Austrian ice hockey player

Janine Weber (born 19 June 1991) is an Austrian professional ice hockey player and member of the Austrian national team who mostly recently played in the now defunct Premier Hockey Federation (PHF) with the Connecticut Whale. She previously played with the Boston Pride and the New York Riveters of the National Women's Hockey League (NWHL; rebranded as PHF in 2021), the Boston Blades of the Canadian Women's Hockey League (CWHL), and the EHV Sabres Wien and Ravens Salzburg of the Elite Women's Hockey League (EWHL). With the Blades, Weber scored the game-winning goal of the 2015 Clarkson Cup.

==Playing career==
Weber was born and raised in Innsbruck, the capital city of Tyrol in the Austrian Alps. She began playing ice hockey at 8 years old and developed in the youth ice hockey department of HC Innsbruck, playing on the club's boys' teams until turning 17. She made her senior women's club debut at age 14 with the DEHC Red Angels Innsbruck in the Women's Ice Hockey Bundesliga (DEBL) and the Austrian Championship. With the Red Angels, she won the DEBL Championship in the 2005–06 season.

Given entries -
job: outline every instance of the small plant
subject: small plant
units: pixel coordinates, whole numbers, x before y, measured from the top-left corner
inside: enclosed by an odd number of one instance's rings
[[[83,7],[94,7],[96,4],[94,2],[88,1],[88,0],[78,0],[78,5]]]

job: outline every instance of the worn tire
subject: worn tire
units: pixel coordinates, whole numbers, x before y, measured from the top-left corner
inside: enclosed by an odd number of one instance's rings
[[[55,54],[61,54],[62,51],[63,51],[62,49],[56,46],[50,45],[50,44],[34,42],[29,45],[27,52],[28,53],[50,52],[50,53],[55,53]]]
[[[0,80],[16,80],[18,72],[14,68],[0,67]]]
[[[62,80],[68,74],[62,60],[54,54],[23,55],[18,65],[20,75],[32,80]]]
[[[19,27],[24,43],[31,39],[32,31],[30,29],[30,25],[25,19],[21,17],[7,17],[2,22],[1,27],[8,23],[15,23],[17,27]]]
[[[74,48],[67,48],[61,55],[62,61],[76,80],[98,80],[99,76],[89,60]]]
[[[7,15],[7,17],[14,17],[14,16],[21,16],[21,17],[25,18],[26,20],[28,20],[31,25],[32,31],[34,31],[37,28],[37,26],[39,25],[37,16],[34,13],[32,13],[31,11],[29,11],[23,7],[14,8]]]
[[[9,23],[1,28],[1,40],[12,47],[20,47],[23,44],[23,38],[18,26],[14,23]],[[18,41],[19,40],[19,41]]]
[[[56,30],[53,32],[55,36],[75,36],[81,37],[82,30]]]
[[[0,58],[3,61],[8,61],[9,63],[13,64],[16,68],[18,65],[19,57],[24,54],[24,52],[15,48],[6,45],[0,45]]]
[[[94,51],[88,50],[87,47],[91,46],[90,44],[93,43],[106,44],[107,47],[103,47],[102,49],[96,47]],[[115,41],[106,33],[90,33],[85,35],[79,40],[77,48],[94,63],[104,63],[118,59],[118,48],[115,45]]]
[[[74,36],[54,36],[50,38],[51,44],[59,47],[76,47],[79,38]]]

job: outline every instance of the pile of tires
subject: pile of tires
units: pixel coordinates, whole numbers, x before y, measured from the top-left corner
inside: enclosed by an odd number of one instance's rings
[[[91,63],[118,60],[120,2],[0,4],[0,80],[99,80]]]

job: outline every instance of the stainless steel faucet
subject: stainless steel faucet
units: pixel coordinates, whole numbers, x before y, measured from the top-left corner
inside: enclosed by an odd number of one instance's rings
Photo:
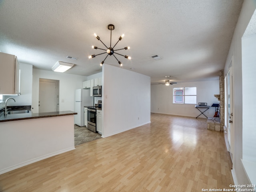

What this task involves -
Extract the passage of the Janine Weber text from "Austrian ice hockey" to "2015 Clarkson Cup.", word for word. The material has no connection to the text.

Reply -
Austrian ice hockey player

Janine Weber (born 19 June 1991) is an Austrian professional ice hockey player and member of the Austrian national team who mostly recently played in the now defunct Premier Hockey Federation (PHF) with the Connecticut Whale. She previously played with the Boston Pride and the New York Riveters of the National Women's Hockey League (NWHL; rebranded as PHF in 2021), the Boston Blades of the Canadian Women's Hockey League (CWHL), and the EHV Sabres Wien and Ravens Salzburg of the Elite Women's Hockey League (EWHL). With the Blades, Weber scored the game-winning goal of the 2015 Clarkson Cup.